* [Source document]
Studio album by Laleh
- Released: 30 March 2005
- Recorded: 2004–2005
- Genre: Pop; Pop rock; Folk;
- Length: 48:08
- Label: Lost Army / Warner Music Sweden
- Producer: Laleh Pourkarim

Laleh chronology
|  | Laleh (2005) | Prinsessor (2006) |

Singles from Laleh
- "Invisible (My Song)" Released: 5 February 2005; "Storebror" Released: 4 May 2005; "Live Tomorrow" Released: 31 August 2005; "Forgive but Not Forget" Released: 12 February 2006;

= Laleh (album) =

Laleh is the self-titled debut album by Swedish singer-songwriter Laleh, released on 30 March 2005 on Warner Music Sweden Records. The album, which was both written and produced by Laleh herself, was nominated to "Album of the Year" at the Grammis Awards for 2005 but lost to pop singer Robyn for her self-titled album "Robyn". The album was also a success on the Swedish Albums Chart where it peaked at number one and stayed on the list for 71 weeks. The album is sung in English, Swedish and Persian.

Professional ratings
Review scores
| Source | Rating |
| Expressen |  |
| Helsingborgs Dagblad |  |
| Svenska Dagbladet |  |

==Singles==
- "Invisible (My Song)" was released as Laleh's debut single on 5 February 2005. The song peaked at number seven on the Swedish Singles Chart and is so far the only top ten song written by Laleh on the Swedish Singles Chart.
- "Storebror" was released as Laleh's second single on 4 May 2005. The song didn't manage to break into the charts.
- "Live Tomorrow" was released as Laleh's third single on 31 August 2005. The song peaked at number twenty on the Swedish Singles Chart and at number eleven on the Danish Singles Chart.
- "Forgive But Not Forget" was released as Laleh's fourth single on 12 February 2006. The song peaked at number forty-six on the Swedish Singles Chart.

== Track listing ==
All songs written, performed, recorded and produced by Laleh.

* [Stored data]

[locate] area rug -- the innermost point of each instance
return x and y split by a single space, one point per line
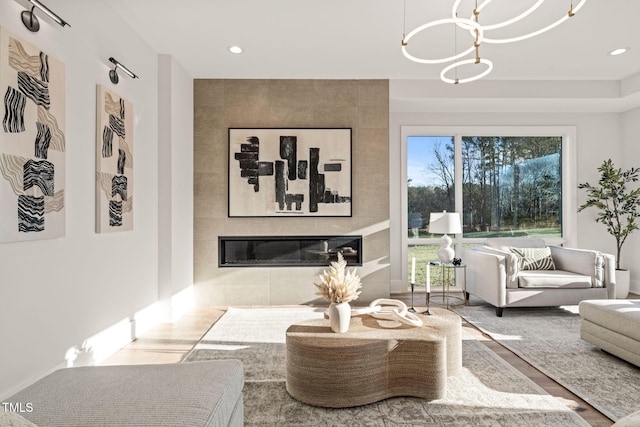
488 392
549 339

* [Exercise aim]
Copy the passage from the Laleh album page word for word, starting at "Professional ratings" and ending at "Danish Singles Chart.".

* [Finished task]
Professional ratings
Review scores
| Source | Rating |
| Expressen |  |
| Helsingborgs Dagblad |  |
| Svenska Dagbladet |  |

==Singles==
- "Invisible (My Song)" was released as Laleh's debut single on 5 February 2005. The song peaked at number seven on the Swedish Singles Chart and is so far the only top ten song written by Laleh on the Swedish Singles Chart.
- "Storebror" was released as Laleh's second single on 4 May 2005. The song didn't manage to break into the charts.
- "Live Tomorrow" was released as Laleh's third single on 31 August 2005. The song peaked at number twenty on the Swedish Singles Chart and at number eleven on the Danish Singles Chart.